Task requirements:
Leave out any picture and return the remaining listing below exactly as given.

Stored data:
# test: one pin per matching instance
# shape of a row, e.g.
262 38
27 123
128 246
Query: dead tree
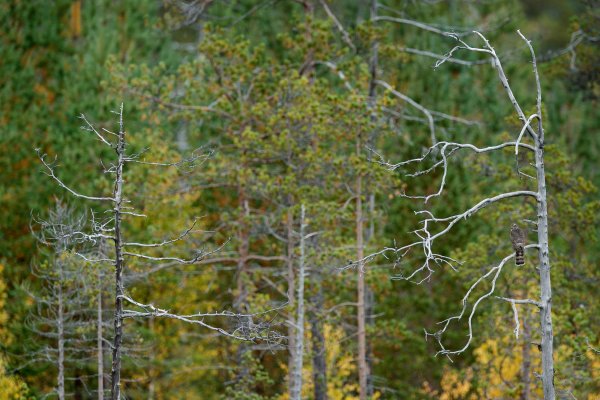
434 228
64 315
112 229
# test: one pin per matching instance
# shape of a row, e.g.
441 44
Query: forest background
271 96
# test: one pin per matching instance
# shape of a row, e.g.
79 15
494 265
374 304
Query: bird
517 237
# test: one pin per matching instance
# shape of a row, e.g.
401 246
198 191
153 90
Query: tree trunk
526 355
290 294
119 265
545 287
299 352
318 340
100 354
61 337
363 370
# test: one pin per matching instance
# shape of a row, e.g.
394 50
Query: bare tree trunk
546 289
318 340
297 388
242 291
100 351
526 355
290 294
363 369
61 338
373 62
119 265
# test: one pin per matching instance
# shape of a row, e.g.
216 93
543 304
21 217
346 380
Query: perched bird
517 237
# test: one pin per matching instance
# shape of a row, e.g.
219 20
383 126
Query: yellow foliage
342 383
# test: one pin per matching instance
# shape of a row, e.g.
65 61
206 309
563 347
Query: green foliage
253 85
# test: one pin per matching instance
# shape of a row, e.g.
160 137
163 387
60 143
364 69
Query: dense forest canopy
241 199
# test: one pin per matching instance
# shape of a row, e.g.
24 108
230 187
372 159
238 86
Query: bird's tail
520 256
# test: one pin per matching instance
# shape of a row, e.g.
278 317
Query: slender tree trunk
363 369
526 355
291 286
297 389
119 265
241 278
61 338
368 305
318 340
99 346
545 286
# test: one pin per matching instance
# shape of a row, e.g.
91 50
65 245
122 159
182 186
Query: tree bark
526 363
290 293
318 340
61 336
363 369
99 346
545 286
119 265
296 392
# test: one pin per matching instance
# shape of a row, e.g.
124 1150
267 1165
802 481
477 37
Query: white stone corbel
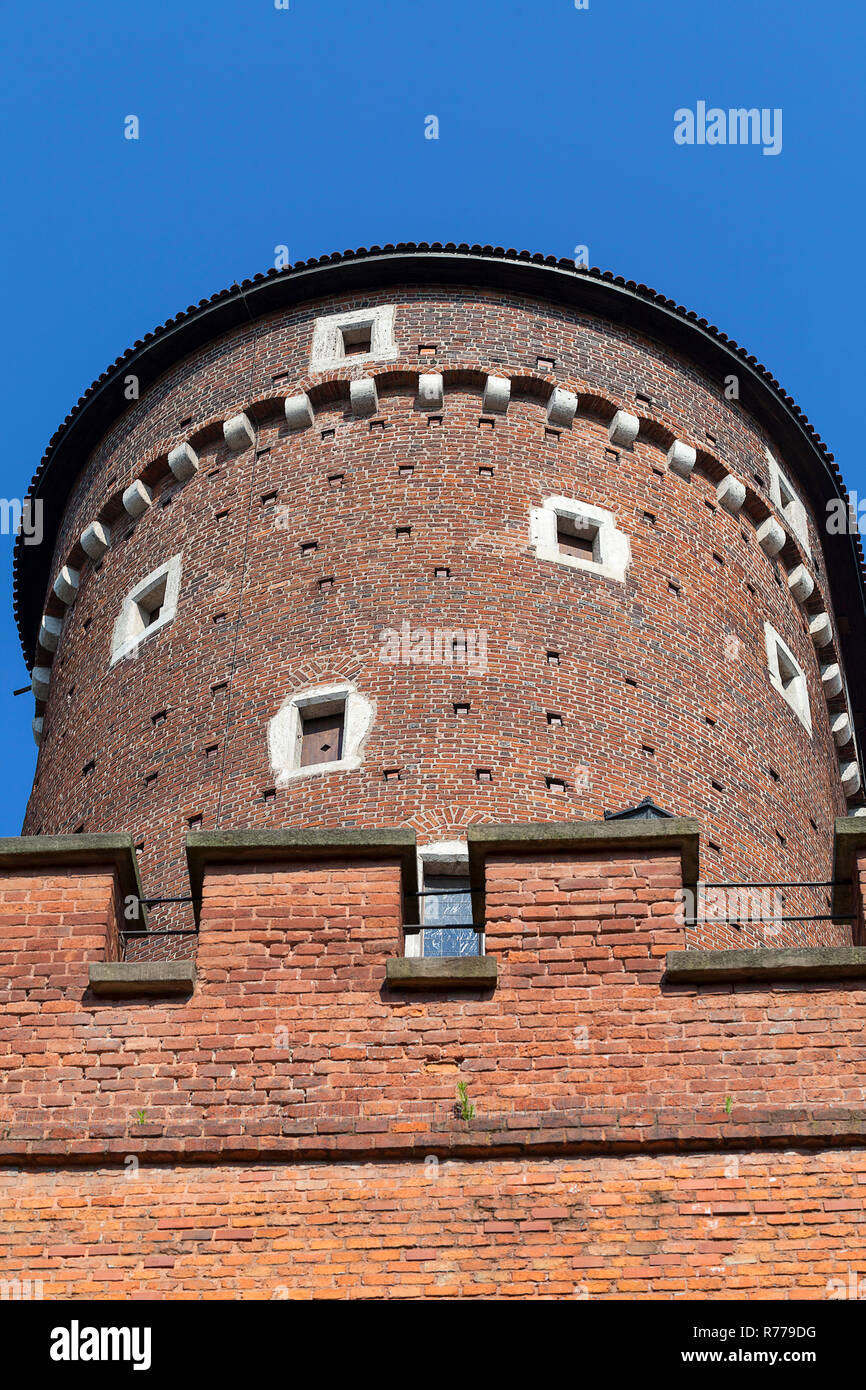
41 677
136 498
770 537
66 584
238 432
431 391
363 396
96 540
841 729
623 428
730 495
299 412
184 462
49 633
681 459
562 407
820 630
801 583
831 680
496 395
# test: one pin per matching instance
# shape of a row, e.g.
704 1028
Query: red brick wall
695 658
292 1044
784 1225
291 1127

Solution for this exercise:
# test: one pin per matching instance
# shape of a row, e.g.
262 38
27 123
128 246
Query: dead tree
434 228
64 315
112 229
# test: one pin per matching instance
# shape of a row, e.g.
441 44
Query: forest background
271 96
# test: one pin per matching instance
# shape of a row, e.g.
79 15
494 265
374 304
Query: bird
517 237
# test: one pin per matching instance
# shape of a row, e.g.
401 246
198 191
153 90
Query: tree trunk
526 355
290 294
119 265
545 287
299 352
318 340
100 354
61 337
363 370
# test: one pin per matching instance
# shape of a row, e.g.
394 50
Query: bare tree trunk
546 289
318 340
297 388
242 291
100 351
526 355
290 294
363 369
61 338
373 62
119 265
# test: one pin per matching instance
# shape of a row, e.g.
216 93
543 304
21 217
346 380
Query: perched bird
517 237
# test: one pin per matching instance
# shape of a row, e.g.
219 20
383 126
Query: yellow foliage
342 383
# test: one pin per matching instance
# shape of a row, e.g.
65 61
206 309
563 347
Query: green foliage
253 85
# test: one pin per matching instance
# shape of a row, e.g.
160 137
163 387
60 143
364 69
Query: dense forest canopy
241 199
# test: one pin per matching instance
# shape of a row, e.g.
24 108
230 187
372 159
238 86
Query: bird's tail
520 256
# test: one pin per matching instance
# shape of a row, e.g.
278 317
Query: slender tree trunk
363 369
526 355
291 286
297 389
119 265
241 278
61 338
368 305
318 340
99 346
545 286
# test: one pin per matching instance
# shape of a row, e.g.
91 50
65 245
122 159
182 186
Query: tree bark
526 363
290 293
318 340
61 336
363 369
99 346
545 286
119 265
296 392
# test: one pin per matching instance
# shape of a row, e.g.
124 1150
267 1165
802 481
477 37
Query: white stone corbel
41 677
136 498
770 537
66 584
238 432
431 391
363 396
96 540
841 729
623 428
730 495
299 412
184 462
49 633
681 459
562 407
820 630
801 583
831 680
496 395
# test: one pin per matching instance
# shape of a row, e.g.
704 1028
Query: red brick wall
695 658
292 1044
784 1225
291 1127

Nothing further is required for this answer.